The Great Divide: CIRM-Funded Research Resolves Controversy over the Regenerative Powers of Heart Cells

The human heart contains approximately 3 billion beating heart cells. But is this number predetermined from birth? Or do these cells have the ability to divide and replicate?

These questions have long dogged scientists—who initially thought that heart muscle cells, or cardiomyocytes, were incapable of dividing. But in recent years, new evidence came to light indicating that heart cells are, in fact, capable of regenerating. But how, or why, or even to what extent, remained a mystery.

MADAM, a new genetics-based approach to studying stem cells, can directly detect the moment that a heart cell divides.

MADAM, a new genetics-based approach to studying stem cells, can directly detect the moment that a heart cell divides.

Researchers employed a variety of techniques to try and answer this question—one group even tried carbon dating (a technique generally reserved for dating archaeological remains) to pinpoint the age of a human’s heart cells—but to no avail.

So Dr. Reza Ardehali and his team at UCLA’s Eli and Edythe Broad Center of Regenerative Medicine and Stem Cell Research tried something new.

Published online recently in the Proceedings of the National Academy of Sciences, they developed a new genetics-based approach that could directly detect the moment that a heart cell divided. They called this technique the mosaic analysis with double markers, or MADAM.

## Instructions for the task
Continue the article on whether heart cells can divide, starting right after its last sentence. The items that come next are separate material and unrelated to the article.

Phrase grounding data
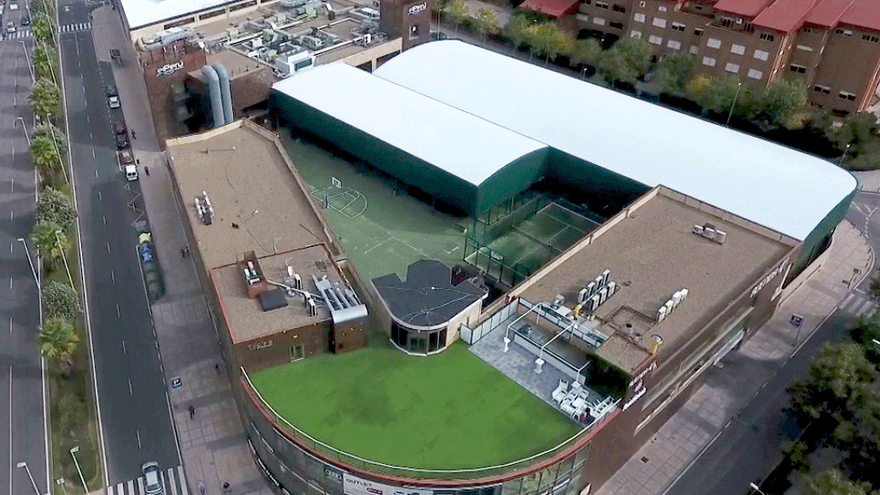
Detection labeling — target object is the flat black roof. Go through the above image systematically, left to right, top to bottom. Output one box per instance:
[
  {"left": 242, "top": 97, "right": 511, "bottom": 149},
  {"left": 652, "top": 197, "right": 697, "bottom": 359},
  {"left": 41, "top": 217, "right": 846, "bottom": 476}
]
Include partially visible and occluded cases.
[{"left": 373, "top": 260, "right": 486, "bottom": 327}]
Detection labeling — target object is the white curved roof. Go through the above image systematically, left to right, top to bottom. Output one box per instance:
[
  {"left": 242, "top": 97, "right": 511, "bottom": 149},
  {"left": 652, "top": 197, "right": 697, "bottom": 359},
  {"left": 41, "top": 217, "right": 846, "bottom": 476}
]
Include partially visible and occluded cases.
[
  {"left": 374, "top": 40, "right": 856, "bottom": 240},
  {"left": 272, "top": 63, "right": 547, "bottom": 185}
]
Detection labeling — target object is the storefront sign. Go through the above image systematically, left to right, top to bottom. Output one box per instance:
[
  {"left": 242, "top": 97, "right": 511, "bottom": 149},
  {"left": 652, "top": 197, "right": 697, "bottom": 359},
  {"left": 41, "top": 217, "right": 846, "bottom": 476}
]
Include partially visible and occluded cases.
[
  {"left": 407, "top": 2, "right": 428, "bottom": 15},
  {"left": 156, "top": 60, "right": 183, "bottom": 77},
  {"left": 750, "top": 258, "right": 788, "bottom": 297},
  {"left": 629, "top": 360, "right": 657, "bottom": 387},
  {"left": 342, "top": 473, "right": 433, "bottom": 495}
]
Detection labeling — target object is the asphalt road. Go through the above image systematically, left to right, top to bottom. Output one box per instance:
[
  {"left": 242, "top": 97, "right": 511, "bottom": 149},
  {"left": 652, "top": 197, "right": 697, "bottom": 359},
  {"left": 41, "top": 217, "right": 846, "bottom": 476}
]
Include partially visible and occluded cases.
[
  {"left": 59, "top": 0, "right": 180, "bottom": 485},
  {"left": 0, "top": 6, "right": 49, "bottom": 494},
  {"left": 666, "top": 193, "right": 880, "bottom": 495}
]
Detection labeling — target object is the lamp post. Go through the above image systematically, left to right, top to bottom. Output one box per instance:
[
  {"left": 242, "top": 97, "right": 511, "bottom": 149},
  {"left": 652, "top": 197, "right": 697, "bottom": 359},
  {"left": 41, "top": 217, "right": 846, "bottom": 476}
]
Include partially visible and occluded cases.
[
  {"left": 18, "top": 40, "right": 37, "bottom": 84},
  {"left": 726, "top": 82, "right": 742, "bottom": 126},
  {"left": 15, "top": 117, "right": 31, "bottom": 148},
  {"left": 18, "top": 237, "right": 43, "bottom": 290},
  {"left": 70, "top": 445, "right": 89, "bottom": 493},
  {"left": 16, "top": 461, "right": 40, "bottom": 495}
]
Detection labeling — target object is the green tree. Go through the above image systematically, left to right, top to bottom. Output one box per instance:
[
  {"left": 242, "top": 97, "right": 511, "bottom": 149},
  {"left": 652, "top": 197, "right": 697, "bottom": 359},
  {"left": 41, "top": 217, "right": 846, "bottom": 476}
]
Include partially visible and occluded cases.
[
  {"left": 447, "top": 0, "right": 471, "bottom": 36},
  {"left": 474, "top": 8, "right": 501, "bottom": 44},
  {"left": 31, "top": 12, "right": 54, "bottom": 44},
  {"left": 504, "top": 15, "right": 529, "bottom": 52},
  {"left": 526, "top": 22, "right": 572, "bottom": 64},
  {"left": 599, "top": 37, "right": 653, "bottom": 85},
  {"left": 571, "top": 38, "right": 602, "bottom": 67},
  {"left": 31, "top": 43, "right": 58, "bottom": 82},
  {"left": 654, "top": 52, "right": 696, "bottom": 94},
  {"left": 31, "top": 77, "right": 61, "bottom": 117},
  {"left": 755, "top": 79, "right": 810, "bottom": 130},
  {"left": 31, "top": 135, "right": 61, "bottom": 183},
  {"left": 35, "top": 187, "right": 76, "bottom": 230},
  {"left": 31, "top": 222, "right": 67, "bottom": 261},
  {"left": 43, "top": 280, "right": 80, "bottom": 321},
  {"left": 39, "top": 318, "right": 79, "bottom": 378},
  {"left": 805, "top": 468, "right": 871, "bottom": 495}
]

## Exercise output
Using the MADAM technique, the researchers observed in mouse models the timing and frequency by which heart cells grow and proliferate. In so doing, they found that—while rare after the first month of life—cardiomyocytes do divide within the heart in a symmetrical fashion. Specifically, the team measured a regeneration rate of just under one percent per year.

These findings, which were supported by a CIRM Grant, are essential for any future clinical studies into heart regeneration, as they can now take into account the existing regenerative capabilities of the heart. As Dr. Ardehali explained in the news release:

“This is a very exciting discovery because we hope to use this knowledge to eventually be able to regenerate heart tissue. The goal is to identify the molecular pathways involved in symmetric division of cardiomyocytes and use them to induce regeneration to replenish heart muscle tissue after disease or injury.”